WORK REQUIRED: Write each entry out again verbatim, pictures excluded.

SUPPLIED ENTRIES:

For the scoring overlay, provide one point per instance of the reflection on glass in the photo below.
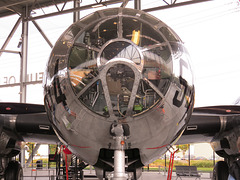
(120, 79)
(146, 98)
(120, 49)
(94, 99)
(140, 33)
(82, 67)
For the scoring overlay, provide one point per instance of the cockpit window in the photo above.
(120, 64)
(140, 33)
(167, 32)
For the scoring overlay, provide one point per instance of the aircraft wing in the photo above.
(209, 123)
(26, 122)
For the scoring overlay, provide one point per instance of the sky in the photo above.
(209, 30)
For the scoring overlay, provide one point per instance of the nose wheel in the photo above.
(119, 155)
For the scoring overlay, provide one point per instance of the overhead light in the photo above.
(97, 5)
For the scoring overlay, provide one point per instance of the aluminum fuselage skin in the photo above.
(119, 66)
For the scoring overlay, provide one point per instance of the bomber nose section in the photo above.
(120, 67)
(121, 79)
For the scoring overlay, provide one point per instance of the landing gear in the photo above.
(119, 154)
(220, 171)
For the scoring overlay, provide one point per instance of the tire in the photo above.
(220, 171)
(13, 171)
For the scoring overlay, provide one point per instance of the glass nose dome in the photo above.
(119, 63)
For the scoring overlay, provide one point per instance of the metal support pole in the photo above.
(119, 160)
(10, 36)
(23, 72)
(137, 4)
(76, 14)
(189, 155)
(23, 157)
(119, 165)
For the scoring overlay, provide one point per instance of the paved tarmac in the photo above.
(45, 174)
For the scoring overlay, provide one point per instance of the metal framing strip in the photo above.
(74, 9)
(175, 5)
(10, 36)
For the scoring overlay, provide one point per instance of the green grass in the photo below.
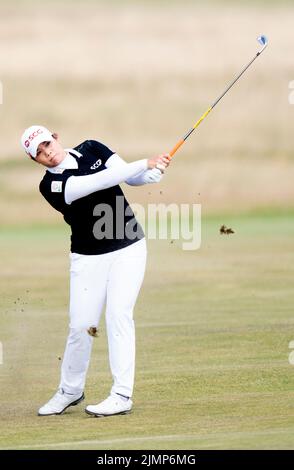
(213, 329)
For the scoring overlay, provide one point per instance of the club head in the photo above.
(263, 41)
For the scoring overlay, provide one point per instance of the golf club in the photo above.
(264, 42)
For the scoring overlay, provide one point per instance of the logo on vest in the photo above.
(96, 165)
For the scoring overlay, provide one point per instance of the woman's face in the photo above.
(50, 154)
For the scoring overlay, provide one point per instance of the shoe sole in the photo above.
(97, 415)
(74, 403)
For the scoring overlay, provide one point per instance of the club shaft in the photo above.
(181, 141)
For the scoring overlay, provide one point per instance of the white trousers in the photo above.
(113, 279)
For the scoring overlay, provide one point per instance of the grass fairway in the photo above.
(213, 328)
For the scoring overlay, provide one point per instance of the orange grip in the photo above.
(176, 147)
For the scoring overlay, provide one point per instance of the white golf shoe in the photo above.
(59, 403)
(113, 405)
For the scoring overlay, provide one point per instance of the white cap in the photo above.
(33, 136)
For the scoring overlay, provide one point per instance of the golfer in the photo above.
(108, 257)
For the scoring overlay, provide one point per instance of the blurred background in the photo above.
(213, 325)
(137, 75)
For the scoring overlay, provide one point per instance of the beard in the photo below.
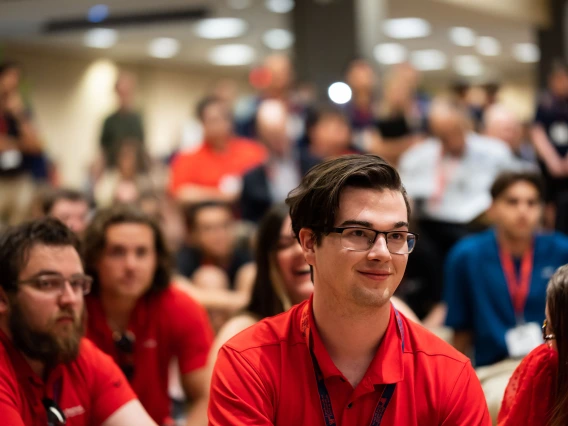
(46, 346)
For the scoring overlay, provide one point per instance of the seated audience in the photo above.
(537, 393)
(449, 177)
(502, 124)
(136, 316)
(495, 281)
(49, 373)
(270, 182)
(213, 259)
(70, 207)
(215, 170)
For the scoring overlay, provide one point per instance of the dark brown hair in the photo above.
(507, 179)
(62, 194)
(314, 203)
(16, 243)
(264, 300)
(95, 241)
(557, 302)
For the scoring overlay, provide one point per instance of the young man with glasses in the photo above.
(495, 281)
(50, 374)
(136, 316)
(346, 356)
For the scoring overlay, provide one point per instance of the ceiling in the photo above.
(21, 23)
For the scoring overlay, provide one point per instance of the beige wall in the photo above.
(71, 96)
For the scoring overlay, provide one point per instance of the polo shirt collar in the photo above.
(385, 368)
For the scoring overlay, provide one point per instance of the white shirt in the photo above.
(455, 190)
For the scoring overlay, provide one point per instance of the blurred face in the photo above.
(331, 137)
(294, 270)
(127, 263)
(359, 278)
(558, 83)
(48, 326)
(217, 124)
(214, 231)
(518, 210)
(74, 214)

RESPONSE FOR THIS EXERCISE:
For the scoring overlay, provide one point per instance of the reflection on glass in the photo below.
(120, 79)
(146, 98)
(120, 49)
(94, 99)
(140, 33)
(82, 67)
For the scoring overlay, provide one point per instance of the cockpit window in the photo above.
(120, 64)
(140, 33)
(167, 32)
For the scoring overlay, provide one point per instance of the aircraft wing in the photo above.
(209, 123)
(26, 122)
For the scoring overlay, provide one point per instance of the sky in the photo above.
(209, 30)
For the scoring overlay, provide one point per instance of the nose wheel in the photo above.
(119, 155)
For the scoring overlay, provide one point per instance of the overhead light in the photo above.
(97, 5)
For the scoring overlay, provide one point per instance of the aluminum fuselage skin in the photo above.
(119, 66)
For the scoring overlay, provide one point per instance of the bomber nose section in the photo above.
(120, 67)
(121, 79)
For the scoring overlay, provide one point per instance of the landing gear in the photo above.
(119, 154)
(220, 171)
For the scoring overlay, provide one point per instance of the tire in the photo above.
(220, 171)
(13, 171)
For the scoring overlay, provide one point per instance of the glass nose dome in the photo above.
(119, 63)
For the scoring overlay, provide one point per instance of the metal support pole in the photo above.
(119, 160)
(10, 36)
(23, 72)
(137, 4)
(76, 14)
(189, 155)
(23, 157)
(119, 165)
For the scoring overlay, provide one point per instance of the paved tarmac in the photo above.
(45, 174)
For the scoring overlay, provide one point per instance of the metal framing strip in the photo above.
(74, 9)
(175, 5)
(10, 36)
For the scoring overlay, provide one point per instance of the green grass in the photo below.
(213, 329)
For the scoring overlay, provide one point per instance of the club head in the photo above.
(263, 41)
For the scoring overlay, provide one point per instance of the golf club in the photo above.
(264, 42)
For the scoring overlay, provide one point per instance of the logo on vest in the photo above.
(96, 165)
For the scoring overlay, provide one point per instance of the woman's face in the photo above.
(50, 154)
For the scoring overlay, provide one point per instance of the shoe sole in the photo above.
(97, 415)
(74, 403)
For the scoring overlay, provide one point per instance of the club shaft in the photo above.
(181, 141)
For the scoring overlay, provide one point per instance of the white trousers in the photo above.
(113, 279)
For the scoring overlay, provide one point per instance of the grass fairway in the photo above.
(213, 328)
For the scoring overlay, provide one point per instance of the orange grip in the photo above.
(176, 147)
For the scoring overlay, provide one point per instance of the white golf shoe in the photo above.
(59, 403)
(113, 405)
For the scoring overlay, provide one point per instance of the white cap in the photo above.
(33, 136)
For the scoring overlay, provide one point per instance of the golfer in the photo above.
(108, 257)
For the scoring overlay, provide one point per instance of the blurred background in the photo above.
(213, 325)
(137, 75)
For the scoring overlay, provide one point per instance of the beard in the photo below.
(46, 346)
For the scoring overlay, provide one point per instance of the seated audience in the photo above.
(537, 393)
(449, 177)
(502, 124)
(136, 316)
(495, 281)
(49, 373)
(270, 182)
(213, 259)
(70, 207)
(215, 170)
For the scoring overlay, provide one point per instance of the dark brown hair in the photo above.
(507, 179)
(62, 194)
(314, 203)
(16, 243)
(264, 300)
(95, 241)
(557, 302)
For the scoring overlay, provide one point per instance of the young man with glasses in the photo above.
(495, 281)
(50, 374)
(136, 316)
(346, 356)
For the scoring overlay, provide one point per instance of the ceiling in the photo above.
(21, 23)
For the scoring overlay, provide one point per instance of the beige wall in the photo above.
(71, 96)
For the scoring overlay, provide one point per instance of the polo shirt collar in the photo above.
(385, 368)
For the scoring overlay, provide one point per instance of the white shirt in the photo above.
(455, 190)
For the scoring overlay, provide one point per instance of the blurred face in the photo above.
(331, 137)
(294, 270)
(127, 263)
(359, 278)
(558, 83)
(48, 326)
(217, 124)
(214, 231)
(518, 210)
(74, 214)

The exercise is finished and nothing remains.